=== GIVEN EXERCISE ===
Return all of the data exactly as given.

Named object pointing entries
********************

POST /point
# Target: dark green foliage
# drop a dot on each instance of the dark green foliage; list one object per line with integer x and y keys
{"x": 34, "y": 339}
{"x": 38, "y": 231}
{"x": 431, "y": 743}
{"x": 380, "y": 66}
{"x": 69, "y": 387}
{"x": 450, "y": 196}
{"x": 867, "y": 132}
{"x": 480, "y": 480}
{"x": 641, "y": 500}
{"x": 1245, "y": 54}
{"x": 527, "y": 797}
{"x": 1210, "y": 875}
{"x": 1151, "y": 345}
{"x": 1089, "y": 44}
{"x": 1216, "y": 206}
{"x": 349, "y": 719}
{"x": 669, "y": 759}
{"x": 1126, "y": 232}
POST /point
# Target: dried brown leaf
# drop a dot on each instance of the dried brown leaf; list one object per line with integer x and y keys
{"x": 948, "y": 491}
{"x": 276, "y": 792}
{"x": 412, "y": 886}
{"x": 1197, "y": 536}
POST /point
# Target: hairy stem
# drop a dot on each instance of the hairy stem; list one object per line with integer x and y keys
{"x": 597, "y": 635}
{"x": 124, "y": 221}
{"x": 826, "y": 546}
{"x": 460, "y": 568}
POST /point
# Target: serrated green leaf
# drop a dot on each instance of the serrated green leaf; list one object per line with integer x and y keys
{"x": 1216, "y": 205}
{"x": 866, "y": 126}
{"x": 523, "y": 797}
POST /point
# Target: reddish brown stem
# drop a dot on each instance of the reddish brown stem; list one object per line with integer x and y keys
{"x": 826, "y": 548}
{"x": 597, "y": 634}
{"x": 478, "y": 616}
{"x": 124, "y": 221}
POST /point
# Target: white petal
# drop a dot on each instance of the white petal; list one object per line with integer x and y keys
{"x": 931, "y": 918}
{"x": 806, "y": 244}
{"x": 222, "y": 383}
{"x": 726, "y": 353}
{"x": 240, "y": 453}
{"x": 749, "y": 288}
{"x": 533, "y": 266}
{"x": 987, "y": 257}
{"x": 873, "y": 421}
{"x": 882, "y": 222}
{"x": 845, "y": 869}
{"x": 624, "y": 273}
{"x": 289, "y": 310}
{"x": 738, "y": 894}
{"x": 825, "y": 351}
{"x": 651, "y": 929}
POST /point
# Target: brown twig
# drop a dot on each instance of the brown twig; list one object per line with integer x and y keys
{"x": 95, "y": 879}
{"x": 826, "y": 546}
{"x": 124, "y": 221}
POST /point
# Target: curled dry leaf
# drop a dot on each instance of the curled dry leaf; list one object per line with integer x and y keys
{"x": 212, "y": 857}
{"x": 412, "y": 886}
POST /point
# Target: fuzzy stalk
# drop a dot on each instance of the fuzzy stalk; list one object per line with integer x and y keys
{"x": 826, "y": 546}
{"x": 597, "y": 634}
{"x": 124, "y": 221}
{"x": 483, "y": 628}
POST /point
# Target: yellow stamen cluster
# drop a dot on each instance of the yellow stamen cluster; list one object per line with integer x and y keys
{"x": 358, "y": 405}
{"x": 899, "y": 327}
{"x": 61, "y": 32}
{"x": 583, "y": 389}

********************

=== RESPONSE BELOW ===
POST /point
# Target: dark green foliage
# drop a dot on each instance of the dark green foliage; list one object per line with integer x and y keys
{"x": 34, "y": 339}
{"x": 38, "y": 231}
{"x": 431, "y": 743}
{"x": 380, "y": 66}
{"x": 69, "y": 387}
{"x": 450, "y": 196}
{"x": 867, "y": 132}
{"x": 480, "y": 480}
{"x": 641, "y": 500}
{"x": 1245, "y": 54}
{"x": 527, "y": 797}
{"x": 1210, "y": 875}
{"x": 1151, "y": 345}
{"x": 1089, "y": 44}
{"x": 1216, "y": 206}
{"x": 349, "y": 719}
{"x": 669, "y": 759}
{"x": 1126, "y": 232}
POST /point
# Target: dried brown leaf
# drop a dot on each instance of the dried brown leaf; list one object per line with integer x and y keys
{"x": 948, "y": 491}
{"x": 276, "y": 792}
{"x": 412, "y": 886}
{"x": 1197, "y": 536}
POST /point
# Target: hairy stem
# drop a dot on each instance of the hairy stem; list one object per line with integer x and y keys
{"x": 597, "y": 635}
{"x": 124, "y": 221}
{"x": 826, "y": 546}
{"x": 460, "y": 568}
POST /point
# Target: serrated green leaf
# drop a dot on each instance of the serrated green leaf; list one object per line with integer x and y keys
{"x": 1216, "y": 205}
{"x": 866, "y": 126}
{"x": 523, "y": 797}
POST /point
# Target: reddish brown stem
# drop a dot on each instance of the reddish brown stem; list one object per line with integer x and y keys
{"x": 826, "y": 548}
{"x": 597, "y": 634}
{"x": 478, "y": 616}
{"x": 124, "y": 221}
POST /point
# Target: white petal
# drop a dot on each instance of the white petal; list one object per line with integer x and y keys
{"x": 931, "y": 918}
{"x": 806, "y": 244}
{"x": 222, "y": 383}
{"x": 726, "y": 353}
{"x": 240, "y": 453}
{"x": 749, "y": 288}
{"x": 533, "y": 266}
{"x": 987, "y": 257}
{"x": 873, "y": 421}
{"x": 882, "y": 222}
{"x": 845, "y": 869}
{"x": 624, "y": 273}
{"x": 289, "y": 310}
{"x": 738, "y": 894}
{"x": 825, "y": 351}
{"x": 651, "y": 929}
POST /point
# Target: brown twig
# drop a dot on each instance of the brown twig; list one object per line with integer x and y keys
{"x": 95, "y": 879}
{"x": 826, "y": 546}
{"x": 124, "y": 221}
POST /point
# Target: curled dry leaf
# drop a dot on each instance of the curled dry leaf; list one object per line with integer x and y keys
{"x": 212, "y": 857}
{"x": 412, "y": 886}
POST /point
# Target: fuzzy stalk
# drop a dot on each instance of the fuzzy stalk; list one object per line with integer x and y keys
{"x": 826, "y": 546}
{"x": 597, "y": 634}
{"x": 124, "y": 221}
{"x": 483, "y": 628}
POST /point
# Target: yellow stamen cluster
# drop a dot on each instance of the yellow stamen cluster; list one object per line with integer x and y keys
{"x": 358, "y": 405}
{"x": 899, "y": 327}
{"x": 61, "y": 32}
{"x": 583, "y": 389}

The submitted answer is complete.